* **Tarefas a realizar**:
a: Segundo a entrevista sobre energia eólica offshore, em que situação se encontra hoje a rede elétrica portuguesa?
b: Prolongue a entrevista sobre energia eólica offshore a partir da última frase apresentada.

* **Página**:
Quais são os principais fins inerentes à introdução desta energia elétrica de base renovável, uma vez que serve diferentes metas e setores com características distintas?
A introdução dos parques eólicos offshore, e das outras formas de energia renovável, tem por objetivo satisfazer o crescimento do consumo de energia elétrica, mas também, a médio e a longo prazo, a produção de hidrogénio e combustíveis sintéticos, elementos essenciais para descarbonizar as indústrias grandes consumidoras de energia, como a petroquímica, a siderurgia, a cimenteira, entre outras, que não é possível abastecer diretamente com energia elétrica dada a elevadíssima potência de que necessitam. Estão numa situação semelhante, embora por causa do peso e volume das baterias, os transportes marítimos, rodoviário pesado e aeronáutico.
Uma outra questão prende-se com a capacidade e rede para suportar a quantidade de energia gerada prevista. Antevê aí entraves?
A rede elétrica portuguesa já está saturada hoje, ainda antes das ambiciosas metas para a energia eólica offshore e a energia solar fotovoltaica em terra. Assim, há aqui um claro estrangulamento, que irá requerer um investimento significativo e implicar uma execução demorada, entre outros aspetos devido aos processos de licenciamento deste tipo de infraestruturas.
A eólica offshore é competitiva em termos económicos?

* **Excerto de origem**:
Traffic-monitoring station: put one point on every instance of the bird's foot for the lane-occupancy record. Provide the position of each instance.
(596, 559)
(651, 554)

* **Conjunto de respostas**:
a: Já está saturada, ainda antes das metas para a energia eólica offshore e a energia solar fotovoltaica em terra.

b:
Há que distinguir a situação entre as turbinas fixas ao fundo do mar e as flutuantes. No primeiro caso temos uma solução de grande maturidade tecnológica e comercial e, no segundo, uma solução com maturidade tecnológica, mas ainda sem expressão comercial e preços claramente superiores. Em 2022, dos 65 GW instalados em todo o mundo só cerca de 65 MW são flutuantes. Também em 2022 houve vários leilões no Reino Unido com valores muito competitivos. No entanto, a guerra na Ucrânia veio provocar uma subida de preços significativa, que levou ao abandono de um dos parques e a dúvidas sobre a execução dos restantes. Nesse mesmo ano quer na Alemanha, quer na Holanda, houve leilões para a atribuição de parques eólicos que vão a mercado, isto é, que competem diretamente com as outras fontes de energia elétrica. Contudo, em 2023, vários leilões europeus de energia eólica offshore ficaram vazios por terem como preço de referência valores considerados muito baixos pela indústria.
Estas novas tecnologias trazem associadas oportunidades de inovação. Quer destacar algumas?
Sem dúvida, como no caso de novos conceitos de plataformas flutuantes, produção combinada de eletricidade e hidrogénio, turbinas de maiores dimensões, sistemas de manutenção e inspeção mais eficazes e de menor custo, partilha do espaço do parque eólico para produção de aquacultura.